[Stored data]
___

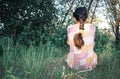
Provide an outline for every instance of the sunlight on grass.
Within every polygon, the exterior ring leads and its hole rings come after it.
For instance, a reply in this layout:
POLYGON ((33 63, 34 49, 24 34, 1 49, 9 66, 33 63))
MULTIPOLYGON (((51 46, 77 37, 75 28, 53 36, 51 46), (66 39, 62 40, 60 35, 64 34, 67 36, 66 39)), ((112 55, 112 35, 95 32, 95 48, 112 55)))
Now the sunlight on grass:
MULTIPOLYGON (((65 63, 68 48, 58 48, 48 42, 40 46, 12 45, 8 38, 1 39, 4 54, 0 57, 1 67, 5 68, 3 79, 119 79, 120 69, 116 50, 111 42, 102 47, 99 40, 96 51, 98 65, 95 69, 76 74, 65 63), (5 41, 6 40, 6 41, 5 41), (100 49, 99 49, 100 48, 100 49), (63 78, 63 67, 64 75, 63 78)), ((1 77, 1 76, 0 76, 1 77)))

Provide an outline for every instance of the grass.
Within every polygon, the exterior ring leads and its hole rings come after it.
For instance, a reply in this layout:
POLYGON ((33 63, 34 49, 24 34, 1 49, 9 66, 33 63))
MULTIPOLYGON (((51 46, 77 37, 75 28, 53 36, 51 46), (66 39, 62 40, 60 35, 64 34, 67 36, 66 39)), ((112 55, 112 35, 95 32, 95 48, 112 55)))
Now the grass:
MULTIPOLYGON (((0 57, 0 79, 119 79, 120 51, 100 37, 95 51, 98 54, 98 65, 88 72, 78 73, 64 62, 68 47, 55 47, 51 43, 26 47, 12 45, 12 40, 2 38, 0 45, 4 52, 0 57)), ((107 38, 108 39, 108 38, 107 38)))

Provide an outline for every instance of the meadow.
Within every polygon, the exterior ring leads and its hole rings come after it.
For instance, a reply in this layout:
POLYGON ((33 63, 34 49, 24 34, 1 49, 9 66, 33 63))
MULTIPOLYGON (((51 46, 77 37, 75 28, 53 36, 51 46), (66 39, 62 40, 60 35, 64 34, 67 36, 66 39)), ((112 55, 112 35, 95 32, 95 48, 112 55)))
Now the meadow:
POLYGON ((8 37, 0 40, 0 52, 3 53, 0 79, 120 79, 120 49, 109 33, 96 32, 94 50, 98 65, 87 72, 74 71, 66 65, 68 46, 56 46, 50 41, 38 46, 13 45, 8 37))

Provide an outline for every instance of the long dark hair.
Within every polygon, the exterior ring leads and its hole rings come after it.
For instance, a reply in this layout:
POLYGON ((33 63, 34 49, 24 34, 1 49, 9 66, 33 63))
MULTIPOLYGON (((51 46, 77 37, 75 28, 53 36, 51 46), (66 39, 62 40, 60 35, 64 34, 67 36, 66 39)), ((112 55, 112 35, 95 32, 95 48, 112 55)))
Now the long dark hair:
MULTIPOLYGON (((79 29, 84 30, 84 22, 88 17, 88 11, 85 7, 78 7, 73 13, 73 17, 80 23, 79 29)), ((74 44, 78 49, 84 45, 82 33, 77 33, 74 37, 74 44)))

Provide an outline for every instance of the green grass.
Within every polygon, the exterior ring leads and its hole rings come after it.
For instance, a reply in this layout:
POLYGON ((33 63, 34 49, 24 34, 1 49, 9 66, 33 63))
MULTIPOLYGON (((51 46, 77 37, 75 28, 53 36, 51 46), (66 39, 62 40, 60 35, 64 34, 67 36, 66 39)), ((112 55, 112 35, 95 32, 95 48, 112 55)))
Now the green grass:
POLYGON ((0 79, 80 79, 80 76, 87 79, 120 79, 120 51, 112 47, 112 40, 102 45, 105 41, 102 38, 96 41, 97 67, 79 74, 64 62, 68 47, 58 48, 49 42, 40 46, 13 46, 11 39, 2 38, 0 45, 4 52, 0 57, 0 79), (63 67, 66 78, 62 76, 63 67))

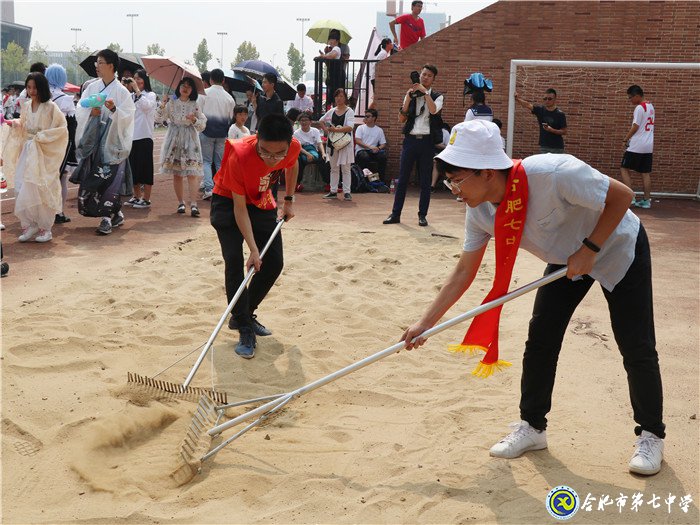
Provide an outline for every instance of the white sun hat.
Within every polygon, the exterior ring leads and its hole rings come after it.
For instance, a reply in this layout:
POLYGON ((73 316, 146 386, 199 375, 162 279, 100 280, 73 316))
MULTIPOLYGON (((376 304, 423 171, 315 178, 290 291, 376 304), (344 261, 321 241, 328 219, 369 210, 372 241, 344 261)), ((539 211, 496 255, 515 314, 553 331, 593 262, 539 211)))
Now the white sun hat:
POLYGON ((513 166, 513 161, 503 151, 498 126, 486 120, 456 124, 447 147, 435 158, 473 170, 503 170, 513 166))

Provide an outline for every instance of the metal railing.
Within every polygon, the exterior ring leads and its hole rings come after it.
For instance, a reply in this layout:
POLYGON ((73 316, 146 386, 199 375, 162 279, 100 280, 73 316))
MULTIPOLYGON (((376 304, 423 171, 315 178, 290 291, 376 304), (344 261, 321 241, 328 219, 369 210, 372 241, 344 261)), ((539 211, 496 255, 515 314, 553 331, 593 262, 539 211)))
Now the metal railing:
POLYGON ((370 64, 379 60, 314 58, 314 120, 333 105, 333 92, 345 88, 356 117, 363 117, 372 102, 370 64))

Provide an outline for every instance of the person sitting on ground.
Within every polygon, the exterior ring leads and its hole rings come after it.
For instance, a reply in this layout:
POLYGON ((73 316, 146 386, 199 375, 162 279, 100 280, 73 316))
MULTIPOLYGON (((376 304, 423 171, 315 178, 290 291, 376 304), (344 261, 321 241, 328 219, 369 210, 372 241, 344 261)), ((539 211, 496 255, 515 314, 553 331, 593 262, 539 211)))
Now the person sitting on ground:
POLYGON ((250 136, 250 130, 245 127, 245 121, 248 120, 248 108, 246 106, 237 105, 233 108, 234 122, 228 128, 229 139, 242 139, 250 136))
POLYGON ((313 112, 314 101, 306 95, 306 84, 297 84, 297 94, 294 96, 291 106, 299 111, 313 112))
POLYGON ((301 146, 292 134, 292 125, 284 115, 267 115, 260 121, 257 135, 226 141, 224 160, 214 178, 211 225, 221 244, 228 304, 243 283, 244 269, 255 268, 249 286, 243 287, 233 306, 228 324, 230 329, 240 333, 235 352, 245 359, 255 355, 257 336, 272 334, 257 320, 255 311, 282 272, 282 235, 278 234, 272 241, 264 261, 260 250, 277 227, 278 220, 294 217, 297 157, 301 146), (271 187, 282 173, 285 197, 278 209, 271 187), (247 261, 243 258, 243 242, 250 250, 247 261))
POLYGON ((168 132, 160 153, 160 172, 172 175, 177 196, 177 213, 187 210, 184 199, 184 181, 190 195, 190 215, 199 217, 197 192, 202 179, 202 147, 199 133, 207 125, 207 117, 197 104, 197 86, 190 77, 184 77, 175 90, 175 100, 163 97, 156 120, 168 123, 168 132))
POLYGON ((377 126, 379 112, 368 109, 365 123, 355 130, 355 163, 372 173, 379 173, 382 182, 386 180, 386 137, 384 130, 377 126))
MULTIPOLYGON (((491 447, 490 454, 512 459, 545 449, 546 416, 564 335, 577 306, 598 281, 608 303, 637 423, 629 470, 642 475, 659 472, 666 432, 654 336, 651 255, 644 227, 628 209, 632 190, 571 155, 533 155, 513 161, 503 151, 498 127, 483 120, 452 128, 450 144, 435 162, 452 193, 461 195, 469 206, 466 238, 441 291, 401 336, 406 348, 423 345, 421 334, 470 288, 492 237, 496 275, 484 302, 508 291, 519 246, 547 263, 545 275, 566 268, 565 278, 537 290, 522 364, 521 421, 491 447)), ((498 315, 492 310, 474 318, 462 343, 453 347, 486 351, 475 375, 487 377, 510 365, 498 355, 498 315)), ((584 410, 581 405, 586 403, 582 399, 579 409, 584 410)))
POLYGON ((321 176, 324 180, 327 178, 326 173, 326 150, 323 147, 321 140, 321 132, 311 127, 311 115, 302 113, 299 115, 299 125, 301 126, 294 132, 294 138, 301 144, 299 152, 299 177, 297 178, 297 192, 304 189, 304 168, 309 164, 318 164, 321 170, 321 176))

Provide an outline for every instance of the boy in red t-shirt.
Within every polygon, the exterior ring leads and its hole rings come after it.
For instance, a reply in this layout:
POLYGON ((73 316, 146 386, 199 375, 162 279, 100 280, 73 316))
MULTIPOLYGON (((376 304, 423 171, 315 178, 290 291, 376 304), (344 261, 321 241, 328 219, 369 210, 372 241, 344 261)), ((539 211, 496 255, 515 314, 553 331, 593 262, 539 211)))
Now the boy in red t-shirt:
POLYGON ((423 23, 423 19, 418 16, 422 10, 423 2, 420 0, 413 0, 413 2, 411 2, 410 15, 405 14, 397 16, 394 20, 389 22, 389 29, 391 29, 391 34, 394 35, 394 42, 399 41, 399 37, 396 36, 396 24, 401 26, 401 49, 406 49, 425 38, 425 24, 423 23))
POLYGON ((294 189, 301 151, 292 137, 291 122, 284 115, 267 115, 258 125, 258 134, 241 140, 227 140, 221 169, 214 177, 211 225, 216 230, 224 269, 226 296, 231 302, 243 283, 243 241, 250 250, 245 268, 255 268, 248 288, 233 307, 229 328, 240 332, 236 353, 250 359, 255 355, 256 335, 270 335, 255 316, 255 310, 282 272, 282 234, 274 239, 265 263, 258 247, 267 243, 278 218, 294 217, 294 189), (272 195, 272 186, 284 172, 286 195, 281 209, 272 195))

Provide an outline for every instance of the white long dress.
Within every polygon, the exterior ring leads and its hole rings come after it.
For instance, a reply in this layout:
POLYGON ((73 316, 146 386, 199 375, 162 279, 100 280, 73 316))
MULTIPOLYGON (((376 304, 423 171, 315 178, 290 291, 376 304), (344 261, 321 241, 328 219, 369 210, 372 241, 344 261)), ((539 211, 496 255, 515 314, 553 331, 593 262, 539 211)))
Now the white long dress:
POLYGON ((60 108, 51 102, 32 111, 22 106, 19 121, 3 124, 3 169, 15 180, 15 215, 22 228, 50 230, 63 208, 59 170, 68 146, 68 126, 60 108))

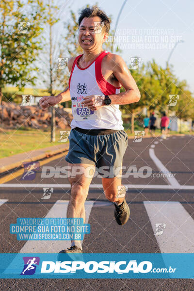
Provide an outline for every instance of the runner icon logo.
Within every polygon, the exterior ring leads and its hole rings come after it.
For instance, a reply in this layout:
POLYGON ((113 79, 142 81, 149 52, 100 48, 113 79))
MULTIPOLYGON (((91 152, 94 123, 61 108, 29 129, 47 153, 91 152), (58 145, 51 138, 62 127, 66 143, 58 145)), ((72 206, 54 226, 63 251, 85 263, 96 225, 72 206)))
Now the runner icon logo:
POLYGON ((140 143, 145 135, 145 132, 144 130, 135 130, 135 138, 133 143, 140 143))
POLYGON ((67 141, 69 134, 69 130, 60 130, 61 136, 59 143, 65 143, 67 141))
POLYGON ((164 228, 166 228, 165 223, 155 223, 156 231, 154 235, 161 235, 162 234, 164 228))
POLYGON ((130 58, 131 61, 130 68, 133 70, 135 70, 139 67, 139 65, 141 63, 142 59, 141 58, 130 58))
POLYGON ((58 58, 57 68, 60 69, 65 69, 68 60, 69 59, 68 58, 58 58))
POLYGON ((22 102, 21 104, 21 106, 29 106, 32 98, 32 95, 23 95, 22 102))
POLYGON ((83 83, 83 85, 81 85, 80 83, 78 83, 77 88, 77 93, 78 94, 87 94, 86 85, 85 83, 83 83))
POLYGON ((21 21, 19 22, 19 31, 20 33, 26 33, 28 32, 28 28, 30 27, 31 23, 29 21, 21 21))
POLYGON ((168 105, 169 106, 175 106, 177 101, 179 99, 179 95, 169 95, 169 102, 168 105))
POLYGON ((24 173, 20 180, 31 181, 36 177, 36 171, 40 168, 39 162, 24 162, 24 173))
POLYGON ((51 194, 53 193, 53 188, 43 187, 43 196, 41 199, 50 199, 51 194))
POLYGON ((39 264, 40 258, 38 257, 23 257, 23 259, 24 266, 20 275, 33 275, 35 272, 36 265, 39 264))

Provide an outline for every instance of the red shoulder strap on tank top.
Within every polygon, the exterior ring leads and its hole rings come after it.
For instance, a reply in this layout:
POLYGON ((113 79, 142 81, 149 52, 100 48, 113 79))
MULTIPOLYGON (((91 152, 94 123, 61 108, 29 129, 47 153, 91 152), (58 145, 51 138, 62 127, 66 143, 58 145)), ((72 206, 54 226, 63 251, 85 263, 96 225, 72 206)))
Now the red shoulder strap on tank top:
POLYGON ((105 50, 99 56, 95 62, 96 79, 99 88, 105 95, 115 94, 116 89, 120 89, 121 87, 115 87, 109 82, 107 82, 102 76, 102 61, 103 58, 109 51, 105 50))
POLYGON ((81 56, 82 56, 82 54, 79 55, 79 56, 78 56, 77 57, 76 57, 76 58, 75 59, 74 61, 74 62, 73 63, 72 67, 71 68, 71 74, 70 74, 70 77, 69 77, 69 88, 70 88, 70 82, 71 82, 71 76, 72 76, 72 74, 73 74, 73 70, 74 69, 74 67, 75 67, 75 66, 76 65, 76 64, 77 63, 77 60, 78 60, 78 59, 79 58, 80 58, 80 57, 81 56))

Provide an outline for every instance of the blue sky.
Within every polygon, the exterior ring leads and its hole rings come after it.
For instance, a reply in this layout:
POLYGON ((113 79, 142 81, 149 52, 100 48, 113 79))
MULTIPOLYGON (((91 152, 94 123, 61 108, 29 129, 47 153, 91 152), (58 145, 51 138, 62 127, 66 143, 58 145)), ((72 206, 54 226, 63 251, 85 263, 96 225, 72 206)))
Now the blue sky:
MULTIPOLYGON (((112 29, 123 2, 124 0, 98 1, 98 6, 108 16, 112 15, 112 29)), ((74 0, 71 9, 77 12, 89 3, 92 5, 96 1, 74 0)), ((194 11, 192 0, 128 0, 120 17, 116 34, 119 41, 117 43, 122 49, 120 54, 128 65, 130 64, 130 58, 138 56, 141 58, 142 62, 154 59, 164 67, 171 48, 178 40, 183 40, 178 44, 170 63, 173 65, 176 76, 180 80, 186 80, 193 92, 194 11), (162 31, 165 33, 164 37, 162 31), (145 48, 145 45, 148 47, 145 48)), ((66 20, 69 17, 66 9, 61 15, 64 20, 64 16, 66 20)), ((77 19, 78 17, 78 14, 77 19)))

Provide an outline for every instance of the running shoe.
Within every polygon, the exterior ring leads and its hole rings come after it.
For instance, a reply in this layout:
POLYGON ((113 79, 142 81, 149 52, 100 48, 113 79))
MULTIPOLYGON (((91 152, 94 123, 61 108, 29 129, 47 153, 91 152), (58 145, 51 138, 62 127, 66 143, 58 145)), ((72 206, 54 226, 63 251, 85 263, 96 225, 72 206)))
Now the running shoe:
POLYGON ((114 202, 115 210, 114 211, 116 221, 119 226, 123 226, 127 222, 130 214, 129 208, 129 207, 125 198, 122 204, 118 206, 114 202))

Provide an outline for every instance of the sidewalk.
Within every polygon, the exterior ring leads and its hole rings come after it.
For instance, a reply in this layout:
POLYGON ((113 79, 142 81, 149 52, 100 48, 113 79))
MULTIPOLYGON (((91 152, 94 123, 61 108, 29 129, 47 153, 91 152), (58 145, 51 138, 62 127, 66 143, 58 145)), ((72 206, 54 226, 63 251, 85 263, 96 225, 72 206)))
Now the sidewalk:
POLYGON ((48 158, 68 150, 69 144, 56 145, 11 157, 0 159, 0 174, 22 165, 23 162, 33 162, 48 158))

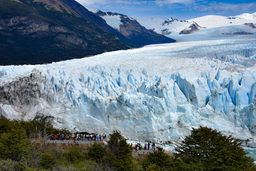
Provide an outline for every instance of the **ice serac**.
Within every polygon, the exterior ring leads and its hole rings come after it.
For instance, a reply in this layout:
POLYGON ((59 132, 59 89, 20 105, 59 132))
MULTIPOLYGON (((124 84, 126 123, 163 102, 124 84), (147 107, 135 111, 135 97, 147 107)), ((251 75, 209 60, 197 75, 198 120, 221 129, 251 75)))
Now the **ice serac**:
POLYGON ((255 39, 229 39, 0 67, 0 113, 156 142, 206 125, 256 147, 255 55, 255 39))

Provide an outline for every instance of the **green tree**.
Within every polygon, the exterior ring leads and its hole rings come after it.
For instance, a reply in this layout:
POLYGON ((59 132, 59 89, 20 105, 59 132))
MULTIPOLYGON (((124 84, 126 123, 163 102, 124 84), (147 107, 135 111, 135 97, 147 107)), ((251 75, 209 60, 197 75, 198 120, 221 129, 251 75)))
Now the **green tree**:
POLYGON ((133 170, 133 162, 131 146, 126 142, 127 139, 118 130, 109 135, 107 146, 107 158, 111 165, 117 170, 133 170))
POLYGON ((30 145, 24 129, 18 123, 13 123, 8 132, 0 135, 0 157, 20 161, 23 156, 27 156, 27 149, 30 148, 30 145))
POLYGON ((179 170, 250 170, 254 160, 246 156, 242 141, 216 129, 200 127, 176 148, 173 166, 179 170))
POLYGON ((171 158, 163 151, 154 151, 143 161, 143 168, 147 170, 167 170, 170 167, 171 158))
POLYGON ((91 159, 100 163, 103 160, 105 150, 106 148, 103 145, 95 141, 92 144, 92 148, 89 149, 88 155, 91 159))
POLYGON ((40 165, 43 169, 52 168, 56 162, 56 156, 51 153, 43 153, 40 165))

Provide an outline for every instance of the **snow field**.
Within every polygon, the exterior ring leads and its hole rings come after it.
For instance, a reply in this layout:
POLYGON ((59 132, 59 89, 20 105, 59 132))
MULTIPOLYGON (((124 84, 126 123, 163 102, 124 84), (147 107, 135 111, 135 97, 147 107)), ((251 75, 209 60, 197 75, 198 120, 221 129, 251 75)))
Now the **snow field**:
POLYGON ((2 66, 0 111, 131 140, 176 142, 200 125, 246 140, 255 132, 255 40, 225 39, 2 66))

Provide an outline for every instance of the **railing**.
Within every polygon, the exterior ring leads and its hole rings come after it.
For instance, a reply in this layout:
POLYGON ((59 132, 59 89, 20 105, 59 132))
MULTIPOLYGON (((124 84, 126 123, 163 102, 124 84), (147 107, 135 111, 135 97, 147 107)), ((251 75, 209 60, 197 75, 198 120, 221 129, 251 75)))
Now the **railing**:
POLYGON ((56 148, 62 149, 68 149, 74 147, 80 147, 86 150, 91 148, 90 144, 78 144, 78 143, 56 143, 56 142, 46 142, 36 141, 36 144, 40 147, 44 148, 56 148))

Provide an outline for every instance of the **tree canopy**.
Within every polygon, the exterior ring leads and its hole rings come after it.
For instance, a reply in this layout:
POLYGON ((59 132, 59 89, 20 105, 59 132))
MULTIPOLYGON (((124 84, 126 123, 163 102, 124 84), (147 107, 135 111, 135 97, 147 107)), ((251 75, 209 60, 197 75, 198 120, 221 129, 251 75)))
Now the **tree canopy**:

___

## STATED EXERCISE
Rewrite the lines from the start of the records through the line containing "Now the sunlight" as a numbered list, skipping blank lines. Leave the pictures out.

## OUTPUT
1. Provide an outline for every instance of the sunlight on grass.
2. Within every polygon, the exterior ring leads and its hole rings come after it.
3. For instance, a reply in this layout:
4. POLYGON ((33 63, 34 49, 24 34, 1 49, 9 66, 33 63))
5. MULTIPOLYGON (((51 46, 77 37, 75 28, 53 36, 51 46), (66 39, 62 40, 60 35, 64 34, 67 36, 66 39)), ((112 55, 112 35, 95 32, 95 48, 112 55)))
6. Now the sunlight on grass:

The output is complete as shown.